## Your assignment
Search the data for the word "positive" and copy every line where it occurs.

(Records from a collection)
_ _ _ _ _

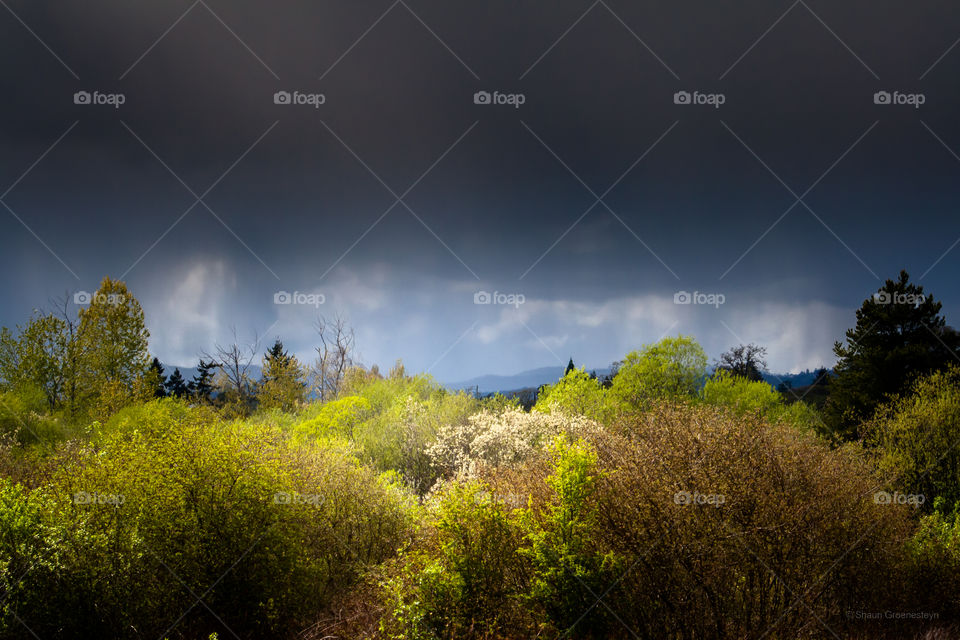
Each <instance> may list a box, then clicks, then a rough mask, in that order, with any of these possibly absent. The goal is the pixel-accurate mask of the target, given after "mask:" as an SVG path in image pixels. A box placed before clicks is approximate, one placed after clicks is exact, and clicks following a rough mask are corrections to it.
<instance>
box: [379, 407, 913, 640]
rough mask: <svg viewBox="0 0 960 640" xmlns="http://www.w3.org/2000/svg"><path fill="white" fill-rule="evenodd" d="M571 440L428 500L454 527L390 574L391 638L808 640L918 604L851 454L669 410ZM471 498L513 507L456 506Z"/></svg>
mask: <svg viewBox="0 0 960 640" xmlns="http://www.w3.org/2000/svg"><path fill="white" fill-rule="evenodd" d="M583 439H584V442H576V443H573V444H571V443H570V442H569V441H564V440H561V441H560V443H559V444H558V445H555V446H554V448H553V450H552V461H550V460H544V458H543V456H542V455H538V456H533V457H531V458H529V459H528V460H527V462H525V463H519V464H512V465H506V466H492V465H480V466H479V467H478V469H479V475H480V477H481V479H480V480H477V479H470V480H461V481H460V483H459V484H457V483H454V484H453V485H452V487H447V488H444V489H443V490H441V491H440V492H439V493H438V494H437V496H436V497H435V499H436V500H438V501H439V502H440V504H441V505H442V506H441V507H439V508H440V509H441V510H442V509H444V508H445V509H447V511H446V512H447V513H451V514H455V515H454V516H453V521H454V522H455V523H456V524H455V526H448V527H446V528H442V527H441V526H440V525H439V524H438V523H437V522H431V523H428V526H427V528H426V531H425V532H424V534H423V537H422V538H421V539H420V540H419V541H418V543H417V544H416V545H415V546H414V547H413V548H412V549H410V550H409V551H408V552H407V553H405V554H404V555H403V556H402V558H401V560H399V561H398V562H397V563H396V565H395V566H394V568H393V570H392V572H391V573H390V574H389V575H390V578H389V579H388V580H387V581H386V583H387V584H388V586H389V589H391V591H390V593H391V596H390V597H389V600H390V603H391V604H387V605H386V607H387V609H388V612H389V615H387V617H386V618H385V621H386V622H385V627H384V628H385V629H388V630H389V632H390V634H392V635H390V637H394V638H401V637H410V638H417V637H424V638H453V637H457V638H494V637H496V638H526V637H534V636H538V635H539V636H541V637H558V636H563V635H564V634H568V635H567V637H583V638H629V637H684V638H721V637H724V638H725V637H760V636H761V635H763V634H765V633H768V632H769V633H772V634H773V635H774V636H775V637H801V636H803V637H808V636H816V635H818V634H819V630H820V629H819V628H815V627H813V626H812V624H819V623H817V622H816V621H817V619H818V618H819V619H821V620H823V621H824V622H825V623H826V624H828V625H829V626H830V627H831V628H835V629H847V630H851V631H852V629H851V627H850V624H851V623H850V622H849V621H848V620H847V618H846V616H845V612H846V611H883V610H885V609H891V608H894V607H895V608H896V610H909V609H910V605H913V604H916V603H918V602H920V600H921V599H920V598H918V597H915V596H914V594H913V593H912V591H913V590H916V589H917V588H918V585H921V584H922V583H921V582H918V581H915V580H914V577H915V576H916V572H913V571H911V570H910V566H909V564H908V563H909V561H910V558H909V556H908V554H907V552H906V549H907V547H906V543H907V541H908V540H909V538H910V531H911V528H912V521H911V515H910V512H909V511H908V510H907V509H903V508H900V507H899V506H897V505H878V504H875V503H874V501H873V496H872V492H873V489H874V488H875V487H876V477H875V475H874V472H873V470H872V468H871V466H870V464H869V461H868V460H867V459H866V456H864V455H863V453H862V452H860V451H859V450H857V449H855V448H849V447H848V448H845V449H840V450H835V449H830V448H829V447H827V446H826V445H824V444H823V443H821V442H820V441H819V440H818V439H817V438H816V437H815V436H813V435H811V434H804V433H801V432H799V431H798V430H796V429H794V428H792V427H788V426H786V425H779V424H773V425H771V424H769V423H767V422H766V421H764V420H762V419H760V418H759V417H757V416H755V415H742V416H739V417H738V416H734V415H732V414H730V413H729V412H728V413H718V412H716V411H715V410H713V409H710V408H707V407H695V406H682V405H681V406H677V407H671V406H662V407H658V408H655V409H653V410H651V411H648V412H647V413H645V414H642V415H639V416H634V417H633V418H630V419H624V420H623V421H621V422H619V423H618V424H617V425H616V427H615V428H614V429H613V430H612V431H606V430H593V431H586V432H584V435H583ZM441 442H443V439H442V438H441ZM454 449H455V448H454ZM495 460H496V459H494V461H495ZM478 483H481V484H478ZM482 483H485V484H482ZM477 487H483V488H482V489H479V488H477ZM487 487H489V491H491V492H493V495H498V494H499V495H508V494H507V492H513V491H521V495H526V500H523V501H520V502H519V504H520V508H514V509H512V510H509V511H507V510H505V507H506V506H507V505H506V504H504V502H506V501H501V502H499V503H498V505H499V506H498V505H485V503H483V502H482V501H481V502H480V504H473V503H471V501H470V499H469V495H475V494H476V493H477V492H478V491H486V490H488V489H487ZM471 492H472V493H471ZM484 509H493V510H494V511H493V512H488V511H484ZM518 535H519V536H520V538H519V542H518ZM446 536H453V538H449V537H446ZM451 540H457V541H459V542H457V545H455V546H453V547H451V546H450V544H451ZM444 545H447V546H446V547H445V546H444ZM471 545H476V546H471ZM445 548H447V549H449V548H455V549H456V552H455V553H452V554H447V553H446V552H444V551H443V549H445ZM455 558H473V559H474V560H473V561H471V563H468V564H467V565H458V564H456V562H455ZM478 558H480V559H481V560H477V559H478ZM482 558H489V559H490V561H489V562H488V561H484V560H482ZM493 559H496V562H493ZM497 562H499V563H500V564H497ZM467 567H470V568H467ZM500 567H509V570H507V569H502V568H500ZM483 572H490V573H492V575H495V576H499V578H498V580H493V579H491V580H489V581H487V580H484V581H480V582H472V583H471V584H474V585H478V584H479V585H486V586H482V587H475V589H474V591H471V592H470V596H469V597H468V596H467V595H465V594H466V592H465V591H464V589H465V585H466V584H467V583H468V582H469V581H470V580H472V579H474V578H475V576H476V575H478V574H481V573H483ZM518 580H519V581H520V582H519V583H518V582H517V581H518ZM494 584H496V585H500V586H499V587H498V588H495V587H493V586H491V585H494ZM877 585H884V588H883V589H881V590H877V589H876V586H877ZM601 596H602V602H601ZM496 602H499V606H497V605H496V604H495V603H496ZM478 603H483V606H482V607H480V608H477V607H476V606H474V605H478ZM518 603H522V604H518ZM581 616H582V617H581ZM858 623H859V624H861V625H862V621H858ZM857 631H858V632H859V631H862V628H861V629H857ZM405 633H409V635H404V634H405ZM569 634H573V635H572V636H570V635H569Z"/></svg>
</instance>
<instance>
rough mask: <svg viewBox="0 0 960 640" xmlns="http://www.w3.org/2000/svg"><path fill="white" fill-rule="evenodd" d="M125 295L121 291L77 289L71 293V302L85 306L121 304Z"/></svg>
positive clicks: (126, 297)
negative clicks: (83, 289) (104, 291)
mask: <svg viewBox="0 0 960 640" xmlns="http://www.w3.org/2000/svg"><path fill="white" fill-rule="evenodd" d="M126 301H127V297H126V296H125V295H123V294H122V293H99V292H96V293H90V292H88V291H77V292H76V293H75V294H73V304H77V305H81V306H86V305H88V304H93V303H97V304H117V305H119V304H123V303H124V302H126Z"/></svg>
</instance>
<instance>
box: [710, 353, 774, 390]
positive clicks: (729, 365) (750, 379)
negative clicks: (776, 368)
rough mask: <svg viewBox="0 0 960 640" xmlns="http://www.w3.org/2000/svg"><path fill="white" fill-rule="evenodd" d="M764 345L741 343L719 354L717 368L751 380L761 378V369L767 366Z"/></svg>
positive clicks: (764, 369) (736, 375) (760, 379)
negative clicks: (759, 345)
mask: <svg viewBox="0 0 960 640" xmlns="http://www.w3.org/2000/svg"><path fill="white" fill-rule="evenodd" d="M766 355H767V349H766V347H758V346H757V345H755V344H741V345H740V346H737V347H733V348H731V349H730V350H729V351H727V352H726V353H724V354H722V355H721V356H720V360H719V361H718V363H717V369H718V370H721V371H728V372H729V373H730V374H731V375H734V376H740V377H741V378H746V379H747V380H751V381H753V382H759V381H761V380H763V371H764V370H765V369H766V368H767V361H766Z"/></svg>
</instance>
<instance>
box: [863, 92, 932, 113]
mask: <svg viewBox="0 0 960 640" xmlns="http://www.w3.org/2000/svg"><path fill="white" fill-rule="evenodd" d="M926 103H927V96H926V95H925V94H922V93H902V92H900V91H877V92H876V93H875V94H873V104H880V105H895V106H901V107H913V108H914V109H919V108H920V107H921V106H922V105H924V104H926Z"/></svg>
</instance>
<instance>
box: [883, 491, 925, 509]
mask: <svg viewBox="0 0 960 640" xmlns="http://www.w3.org/2000/svg"><path fill="white" fill-rule="evenodd" d="M926 501H927V497H926V496H925V495H923V494H921V493H900V492H899V491H894V492H893V493H888V492H886V491H877V492H876V493H875V494H873V502H874V504H908V505H910V506H913V507H919V506H920V505H922V504H923V503H924V502H926Z"/></svg>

_ _ _ _ _

## Result
positive clicks: (126, 297)
positive clicks: (729, 365) (750, 379)
positive clicks: (764, 369) (736, 375) (760, 379)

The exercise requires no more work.